== Material ==

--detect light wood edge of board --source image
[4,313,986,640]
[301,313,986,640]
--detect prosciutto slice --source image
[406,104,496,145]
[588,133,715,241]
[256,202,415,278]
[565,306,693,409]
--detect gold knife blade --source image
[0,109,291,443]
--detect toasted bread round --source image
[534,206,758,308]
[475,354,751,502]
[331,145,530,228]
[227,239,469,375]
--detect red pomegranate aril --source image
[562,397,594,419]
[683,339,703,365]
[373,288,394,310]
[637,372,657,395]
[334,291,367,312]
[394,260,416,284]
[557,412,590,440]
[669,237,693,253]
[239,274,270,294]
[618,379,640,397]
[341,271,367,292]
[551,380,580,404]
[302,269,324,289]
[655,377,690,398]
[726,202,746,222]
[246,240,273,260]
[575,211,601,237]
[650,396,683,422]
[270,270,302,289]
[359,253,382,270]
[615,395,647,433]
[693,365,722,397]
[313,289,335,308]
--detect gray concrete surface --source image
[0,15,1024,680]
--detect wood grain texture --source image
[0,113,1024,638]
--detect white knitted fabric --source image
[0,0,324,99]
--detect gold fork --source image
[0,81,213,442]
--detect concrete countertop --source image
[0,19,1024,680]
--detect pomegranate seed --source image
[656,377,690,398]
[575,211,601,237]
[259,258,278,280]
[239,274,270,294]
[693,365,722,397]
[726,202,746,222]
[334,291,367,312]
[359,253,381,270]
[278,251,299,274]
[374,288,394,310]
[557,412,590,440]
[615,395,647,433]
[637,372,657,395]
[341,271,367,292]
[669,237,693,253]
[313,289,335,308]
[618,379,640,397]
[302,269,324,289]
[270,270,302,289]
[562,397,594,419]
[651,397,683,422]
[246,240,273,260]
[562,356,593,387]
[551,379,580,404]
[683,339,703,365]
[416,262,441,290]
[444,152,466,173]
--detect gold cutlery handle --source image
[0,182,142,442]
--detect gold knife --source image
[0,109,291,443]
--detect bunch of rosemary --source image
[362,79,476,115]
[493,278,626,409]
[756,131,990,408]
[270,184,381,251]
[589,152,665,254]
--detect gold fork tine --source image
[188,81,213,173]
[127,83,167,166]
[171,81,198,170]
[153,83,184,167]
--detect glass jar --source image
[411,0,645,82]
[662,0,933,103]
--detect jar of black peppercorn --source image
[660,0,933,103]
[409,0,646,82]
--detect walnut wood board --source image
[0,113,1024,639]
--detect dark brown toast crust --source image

===

## Given task
Rewrite the items from the beginning up to and including the line with "[0,19,1024,680]", replacing "prosciutto" with "ham" and leaving everything else unchanged.

## Response to the exercise
--detect light wood edge of board --source image
[4,313,986,640]
[301,313,986,640]
--detect ham slice --source image
[406,104,496,145]
[588,133,715,241]
[256,202,415,278]
[565,306,693,409]
--detect gold knife blade --source image
[0,109,291,443]
--detect toasted bread round --source image
[534,206,758,308]
[475,354,751,502]
[331,145,530,228]
[227,239,469,375]
--detect red pomegranate aril --source image
[562,397,594,419]
[683,339,703,365]
[373,288,394,310]
[637,372,657,395]
[334,291,367,312]
[394,260,416,284]
[557,412,590,440]
[669,237,693,253]
[239,274,270,294]
[618,379,640,397]
[341,271,367,292]
[551,380,580,404]
[302,269,324,289]
[655,377,690,398]
[726,202,746,222]
[246,240,273,260]
[575,211,601,237]
[650,396,683,422]
[270,270,302,289]
[359,253,382,270]
[615,395,647,433]
[693,365,722,397]
[313,289,335,308]
--detect gray concrete surface --source image
[0,15,1024,680]
--detect wood grain texture --source image
[0,113,1024,638]
--detect white knitted fabric --source image
[0,0,324,99]
--detect gold fork --source image
[0,81,213,442]
--detect concrete countertop --source image
[0,19,1024,680]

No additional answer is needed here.